▶ **Given instruction**
Collect every line in the records below that contains the string "shirt", and copy each one.
***** Provided records
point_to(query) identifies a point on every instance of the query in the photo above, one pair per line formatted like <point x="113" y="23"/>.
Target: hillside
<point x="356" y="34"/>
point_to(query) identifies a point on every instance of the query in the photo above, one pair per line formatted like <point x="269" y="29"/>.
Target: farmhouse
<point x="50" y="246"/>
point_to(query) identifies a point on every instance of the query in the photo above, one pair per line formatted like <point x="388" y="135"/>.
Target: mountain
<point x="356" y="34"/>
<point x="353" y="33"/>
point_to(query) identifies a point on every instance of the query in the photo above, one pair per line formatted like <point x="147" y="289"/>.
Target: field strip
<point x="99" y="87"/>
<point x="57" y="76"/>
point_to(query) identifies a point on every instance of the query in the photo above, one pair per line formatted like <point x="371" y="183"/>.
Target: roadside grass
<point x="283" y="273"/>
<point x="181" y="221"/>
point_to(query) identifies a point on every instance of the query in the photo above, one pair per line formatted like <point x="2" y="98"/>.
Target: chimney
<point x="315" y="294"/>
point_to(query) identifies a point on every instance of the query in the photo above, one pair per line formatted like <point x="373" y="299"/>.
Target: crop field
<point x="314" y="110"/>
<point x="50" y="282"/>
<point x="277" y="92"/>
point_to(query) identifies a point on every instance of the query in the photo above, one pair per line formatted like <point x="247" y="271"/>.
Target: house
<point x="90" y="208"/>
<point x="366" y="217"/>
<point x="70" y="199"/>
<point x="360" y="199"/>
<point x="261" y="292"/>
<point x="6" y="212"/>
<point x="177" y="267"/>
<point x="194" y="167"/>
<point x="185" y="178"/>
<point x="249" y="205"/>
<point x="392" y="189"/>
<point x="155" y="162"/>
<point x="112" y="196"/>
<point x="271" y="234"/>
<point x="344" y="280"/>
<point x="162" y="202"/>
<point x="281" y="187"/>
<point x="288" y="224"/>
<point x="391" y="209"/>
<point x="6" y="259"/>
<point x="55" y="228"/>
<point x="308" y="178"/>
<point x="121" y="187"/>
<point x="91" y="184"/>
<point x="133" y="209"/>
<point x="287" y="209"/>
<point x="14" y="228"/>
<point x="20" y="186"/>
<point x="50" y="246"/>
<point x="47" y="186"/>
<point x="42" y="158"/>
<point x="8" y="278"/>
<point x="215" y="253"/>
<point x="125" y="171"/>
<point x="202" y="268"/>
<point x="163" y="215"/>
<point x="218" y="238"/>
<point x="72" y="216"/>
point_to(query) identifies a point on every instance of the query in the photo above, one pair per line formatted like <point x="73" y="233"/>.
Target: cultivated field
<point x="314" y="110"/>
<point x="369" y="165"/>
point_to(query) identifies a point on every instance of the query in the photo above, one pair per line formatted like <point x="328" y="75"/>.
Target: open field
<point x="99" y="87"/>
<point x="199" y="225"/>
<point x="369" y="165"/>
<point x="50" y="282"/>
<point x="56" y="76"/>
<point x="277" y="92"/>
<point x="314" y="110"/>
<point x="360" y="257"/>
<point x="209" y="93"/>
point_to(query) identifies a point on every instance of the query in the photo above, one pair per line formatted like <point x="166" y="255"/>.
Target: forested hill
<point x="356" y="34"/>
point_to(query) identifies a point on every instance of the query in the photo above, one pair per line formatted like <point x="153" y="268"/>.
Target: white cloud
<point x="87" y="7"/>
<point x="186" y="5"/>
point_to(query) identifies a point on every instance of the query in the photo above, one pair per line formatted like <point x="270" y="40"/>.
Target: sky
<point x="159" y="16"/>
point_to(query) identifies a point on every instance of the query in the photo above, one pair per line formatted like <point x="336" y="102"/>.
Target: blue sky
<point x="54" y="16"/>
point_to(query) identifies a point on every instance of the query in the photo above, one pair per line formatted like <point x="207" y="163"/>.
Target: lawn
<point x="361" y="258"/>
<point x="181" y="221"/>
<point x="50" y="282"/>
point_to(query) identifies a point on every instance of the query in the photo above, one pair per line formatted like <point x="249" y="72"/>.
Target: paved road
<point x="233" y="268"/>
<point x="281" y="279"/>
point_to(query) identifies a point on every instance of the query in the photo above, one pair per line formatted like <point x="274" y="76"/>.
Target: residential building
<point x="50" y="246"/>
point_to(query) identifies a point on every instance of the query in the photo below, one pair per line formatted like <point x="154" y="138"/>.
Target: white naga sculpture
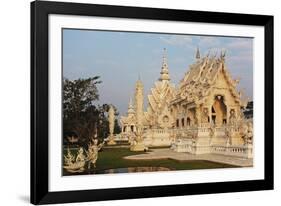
<point x="111" y="120"/>
<point x="137" y="143"/>
<point x="77" y="165"/>
<point x="92" y="153"/>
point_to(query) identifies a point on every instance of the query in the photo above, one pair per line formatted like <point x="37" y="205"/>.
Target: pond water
<point x="133" y="169"/>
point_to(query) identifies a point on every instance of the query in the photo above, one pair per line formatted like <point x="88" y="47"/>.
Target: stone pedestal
<point x="111" y="140"/>
<point x="138" y="147"/>
<point x="249" y="151"/>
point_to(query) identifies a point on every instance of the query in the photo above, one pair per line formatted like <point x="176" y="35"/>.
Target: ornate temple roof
<point x="162" y="92"/>
<point x="201" y="77"/>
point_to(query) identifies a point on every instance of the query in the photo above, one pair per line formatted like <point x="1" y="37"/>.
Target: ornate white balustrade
<point x="245" y="151"/>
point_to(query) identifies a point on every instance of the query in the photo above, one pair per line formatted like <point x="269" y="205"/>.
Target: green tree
<point x="80" y="116"/>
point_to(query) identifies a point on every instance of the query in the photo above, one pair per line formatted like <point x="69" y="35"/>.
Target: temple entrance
<point x="219" y="111"/>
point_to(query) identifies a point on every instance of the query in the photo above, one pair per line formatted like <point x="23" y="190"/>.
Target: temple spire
<point x="164" y="69"/>
<point x="197" y="56"/>
<point x="131" y="107"/>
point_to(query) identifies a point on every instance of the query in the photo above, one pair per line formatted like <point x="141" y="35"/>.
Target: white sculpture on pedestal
<point x="78" y="165"/>
<point x="138" y="144"/>
<point x="111" y="119"/>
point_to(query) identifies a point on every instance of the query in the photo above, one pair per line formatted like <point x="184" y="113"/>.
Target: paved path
<point x="182" y="156"/>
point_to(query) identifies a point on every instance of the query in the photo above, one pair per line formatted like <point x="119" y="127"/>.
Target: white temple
<point x="202" y="115"/>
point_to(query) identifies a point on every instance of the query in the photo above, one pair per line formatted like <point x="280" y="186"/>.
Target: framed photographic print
<point x="131" y="102"/>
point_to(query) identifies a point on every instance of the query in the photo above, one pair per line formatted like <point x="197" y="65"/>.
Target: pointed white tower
<point x="164" y="69"/>
<point x="197" y="56"/>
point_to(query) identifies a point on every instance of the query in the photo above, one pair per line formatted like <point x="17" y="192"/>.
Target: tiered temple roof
<point x="201" y="77"/>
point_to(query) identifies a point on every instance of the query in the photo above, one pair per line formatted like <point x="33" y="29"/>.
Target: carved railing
<point x="245" y="151"/>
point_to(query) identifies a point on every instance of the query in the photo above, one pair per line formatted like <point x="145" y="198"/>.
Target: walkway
<point x="181" y="156"/>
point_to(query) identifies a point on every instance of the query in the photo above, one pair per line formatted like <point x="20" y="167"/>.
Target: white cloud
<point x="240" y="44"/>
<point x="177" y="40"/>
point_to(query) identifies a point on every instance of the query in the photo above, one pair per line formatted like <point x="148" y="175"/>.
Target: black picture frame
<point x="39" y="102"/>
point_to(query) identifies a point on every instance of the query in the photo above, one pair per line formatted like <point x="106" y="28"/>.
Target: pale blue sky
<point x="120" y="57"/>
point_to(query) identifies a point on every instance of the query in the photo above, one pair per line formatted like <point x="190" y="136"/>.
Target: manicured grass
<point x="112" y="158"/>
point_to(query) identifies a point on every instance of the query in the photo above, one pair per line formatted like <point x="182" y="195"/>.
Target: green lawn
<point x="111" y="158"/>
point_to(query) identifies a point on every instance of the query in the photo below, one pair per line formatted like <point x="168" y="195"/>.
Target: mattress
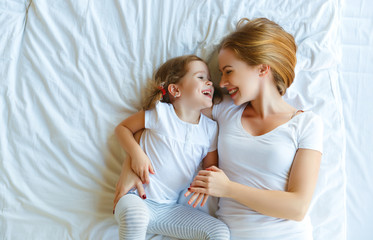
<point x="72" y="70"/>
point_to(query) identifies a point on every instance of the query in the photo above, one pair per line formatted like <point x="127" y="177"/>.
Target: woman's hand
<point x="211" y="181"/>
<point x="197" y="197"/>
<point x="141" y="165"/>
<point x="127" y="180"/>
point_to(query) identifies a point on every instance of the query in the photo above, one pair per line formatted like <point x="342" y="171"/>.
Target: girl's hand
<point x="141" y="165"/>
<point x="127" y="180"/>
<point x="211" y="181"/>
<point x="198" y="196"/>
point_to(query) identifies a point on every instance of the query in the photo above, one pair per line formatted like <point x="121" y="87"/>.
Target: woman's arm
<point x="140" y="163"/>
<point x="290" y="204"/>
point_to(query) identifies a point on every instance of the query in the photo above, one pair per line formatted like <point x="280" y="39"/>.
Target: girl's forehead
<point x="198" y="66"/>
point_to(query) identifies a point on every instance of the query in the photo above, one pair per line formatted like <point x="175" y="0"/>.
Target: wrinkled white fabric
<point x="70" y="71"/>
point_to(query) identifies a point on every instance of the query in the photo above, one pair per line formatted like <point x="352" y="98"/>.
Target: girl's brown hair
<point x="171" y="72"/>
<point x="261" y="41"/>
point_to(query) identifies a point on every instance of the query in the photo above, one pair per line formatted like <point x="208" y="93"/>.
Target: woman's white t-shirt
<point x="175" y="149"/>
<point x="262" y="162"/>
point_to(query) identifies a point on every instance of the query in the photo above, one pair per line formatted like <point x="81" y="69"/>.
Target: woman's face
<point x="240" y="79"/>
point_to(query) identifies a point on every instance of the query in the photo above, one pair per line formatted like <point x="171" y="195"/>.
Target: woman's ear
<point x="174" y="90"/>
<point x="263" y="70"/>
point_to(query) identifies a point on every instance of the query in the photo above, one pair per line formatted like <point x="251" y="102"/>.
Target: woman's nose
<point x="223" y="82"/>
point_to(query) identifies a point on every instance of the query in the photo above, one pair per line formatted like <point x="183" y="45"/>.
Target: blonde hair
<point x="261" y="41"/>
<point x="171" y="72"/>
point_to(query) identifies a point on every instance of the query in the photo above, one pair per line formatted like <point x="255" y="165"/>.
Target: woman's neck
<point x="270" y="102"/>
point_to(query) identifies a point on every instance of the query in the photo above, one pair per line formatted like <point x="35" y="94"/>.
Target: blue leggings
<point x="136" y="217"/>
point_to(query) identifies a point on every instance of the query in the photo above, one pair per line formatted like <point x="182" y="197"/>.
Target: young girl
<point x="176" y="138"/>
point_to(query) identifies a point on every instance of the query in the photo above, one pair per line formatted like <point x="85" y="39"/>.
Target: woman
<point x="269" y="152"/>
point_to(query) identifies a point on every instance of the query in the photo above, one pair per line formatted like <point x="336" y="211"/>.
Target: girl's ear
<point x="263" y="70"/>
<point x="174" y="90"/>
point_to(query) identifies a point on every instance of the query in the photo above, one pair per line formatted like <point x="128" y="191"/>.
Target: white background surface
<point x="356" y="84"/>
<point x="77" y="68"/>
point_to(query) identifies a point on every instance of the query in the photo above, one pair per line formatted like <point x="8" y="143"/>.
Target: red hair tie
<point x="162" y="89"/>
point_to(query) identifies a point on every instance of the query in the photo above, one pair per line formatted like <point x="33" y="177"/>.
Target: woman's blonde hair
<point x="171" y="72"/>
<point x="261" y="41"/>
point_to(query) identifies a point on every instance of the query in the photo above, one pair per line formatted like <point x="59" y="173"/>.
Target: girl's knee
<point x="220" y="232"/>
<point x="131" y="210"/>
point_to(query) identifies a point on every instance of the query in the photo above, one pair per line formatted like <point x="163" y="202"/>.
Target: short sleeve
<point x="152" y="116"/>
<point x="311" y="135"/>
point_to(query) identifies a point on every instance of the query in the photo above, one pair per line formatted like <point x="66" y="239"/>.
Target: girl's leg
<point x="132" y="215"/>
<point x="186" y="223"/>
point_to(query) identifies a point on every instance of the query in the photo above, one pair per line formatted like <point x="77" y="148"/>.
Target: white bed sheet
<point x="356" y="82"/>
<point x="72" y="70"/>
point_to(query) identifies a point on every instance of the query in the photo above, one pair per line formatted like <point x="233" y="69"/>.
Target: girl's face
<point x="196" y="86"/>
<point x="240" y="79"/>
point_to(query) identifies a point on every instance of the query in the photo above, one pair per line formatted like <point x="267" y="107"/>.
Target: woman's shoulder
<point x="308" y="120"/>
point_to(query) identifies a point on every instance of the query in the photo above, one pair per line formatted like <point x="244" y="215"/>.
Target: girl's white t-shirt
<point x="175" y="149"/>
<point x="262" y="162"/>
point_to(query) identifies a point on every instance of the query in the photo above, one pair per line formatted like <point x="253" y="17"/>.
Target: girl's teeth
<point x="233" y="91"/>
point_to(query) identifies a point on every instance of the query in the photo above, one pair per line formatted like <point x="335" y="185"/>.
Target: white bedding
<point x="356" y="83"/>
<point x="72" y="70"/>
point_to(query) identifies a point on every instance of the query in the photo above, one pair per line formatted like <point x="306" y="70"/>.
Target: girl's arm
<point x="210" y="160"/>
<point x="290" y="204"/>
<point x="140" y="163"/>
<point x="128" y="179"/>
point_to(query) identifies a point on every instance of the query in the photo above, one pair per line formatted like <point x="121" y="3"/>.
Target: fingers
<point x="205" y="197"/>
<point x="140" y="190"/>
<point x="198" y="190"/>
<point x="193" y="198"/>
<point x="145" y="178"/>
<point x="151" y="169"/>
<point x="199" y="198"/>
<point x="187" y="193"/>
<point x="118" y="195"/>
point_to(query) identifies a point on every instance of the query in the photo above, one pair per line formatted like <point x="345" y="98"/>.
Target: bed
<point x="72" y="70"/>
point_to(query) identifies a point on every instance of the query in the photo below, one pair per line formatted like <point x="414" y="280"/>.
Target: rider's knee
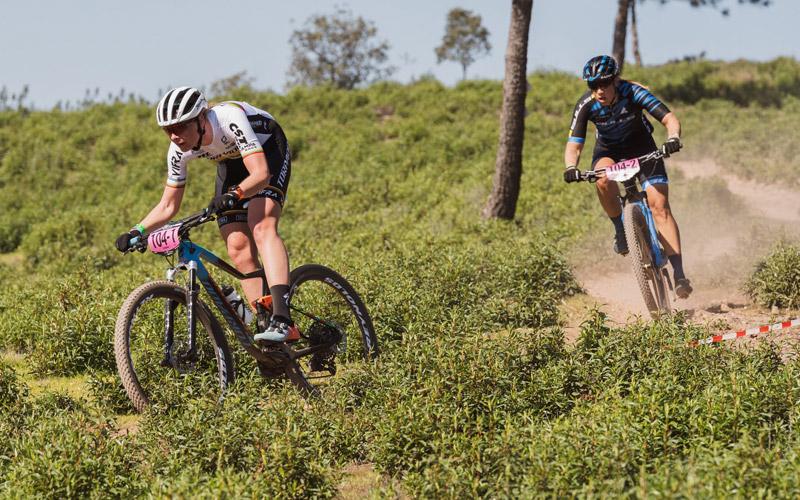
<point x="660" y="211"/>
<point x="239" y="248"/>
<point x="265" y="229"/>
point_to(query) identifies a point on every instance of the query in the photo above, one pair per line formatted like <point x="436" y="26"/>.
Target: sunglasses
<point x="597" y="84"/>
<point x="178" y="128"/>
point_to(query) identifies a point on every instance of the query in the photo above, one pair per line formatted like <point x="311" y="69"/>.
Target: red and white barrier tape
<point x="750" y="332"/>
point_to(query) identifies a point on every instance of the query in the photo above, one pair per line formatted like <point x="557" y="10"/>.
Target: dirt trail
<point x="726" y="223"/>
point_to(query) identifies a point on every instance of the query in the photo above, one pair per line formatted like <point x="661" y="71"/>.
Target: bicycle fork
<point x="169" y="317"/>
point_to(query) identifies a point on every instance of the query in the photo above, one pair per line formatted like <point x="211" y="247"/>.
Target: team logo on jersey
<point x="240" y="138"/>
<point x="174" y="163"/>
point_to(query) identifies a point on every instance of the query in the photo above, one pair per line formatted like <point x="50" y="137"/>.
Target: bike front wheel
<point x="154" y="355"/>
<point x="328" y="311"/>
<point x="649" y="277"/>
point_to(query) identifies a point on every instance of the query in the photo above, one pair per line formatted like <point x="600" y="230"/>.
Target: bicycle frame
<point x="191" y="257"/>
<point x="634" y="195"/>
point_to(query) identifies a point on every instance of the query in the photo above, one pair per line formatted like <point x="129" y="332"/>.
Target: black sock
<point x="677" y="266"/>
<point x="280" y="297"/>
<point x="617" y="221"/>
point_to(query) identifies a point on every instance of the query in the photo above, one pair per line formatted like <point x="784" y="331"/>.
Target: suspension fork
<point x="191" y="307"/>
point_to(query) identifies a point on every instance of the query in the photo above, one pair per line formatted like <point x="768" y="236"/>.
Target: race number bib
<point x="622" y="171"/>
<point x="164" y="240"/>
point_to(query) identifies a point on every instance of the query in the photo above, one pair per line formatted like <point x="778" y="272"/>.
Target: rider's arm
<point x="170" y="202"/>
<point x="572" y="154"/>
<point x="165" y="210"/>
<point x="672" y="124"/>
<point x="577" y="130"/>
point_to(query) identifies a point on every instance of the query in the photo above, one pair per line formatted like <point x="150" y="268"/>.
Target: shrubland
<point x="475" y="393"/>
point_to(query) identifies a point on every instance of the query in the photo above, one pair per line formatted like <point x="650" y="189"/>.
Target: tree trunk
<point x="620" y="27"/>
<point x="635" y="35"/>
<point x="502" y="203"/>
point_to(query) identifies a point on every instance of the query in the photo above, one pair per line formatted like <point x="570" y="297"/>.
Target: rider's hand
<point x="224" y="201"/>
<point x="572" y="174"/>
<point x="673" y="145"/>
<point x="123" y="242"/>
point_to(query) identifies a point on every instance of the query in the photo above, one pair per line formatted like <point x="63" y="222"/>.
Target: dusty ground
<point x="727" y="223"/>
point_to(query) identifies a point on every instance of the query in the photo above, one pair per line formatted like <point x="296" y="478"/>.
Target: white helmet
<point x="179" y="105"/>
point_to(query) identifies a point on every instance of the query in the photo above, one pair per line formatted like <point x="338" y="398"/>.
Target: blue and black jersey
**********
▶ **Response**
Target: woman's white t-shirt
Target: girl's white t-shirt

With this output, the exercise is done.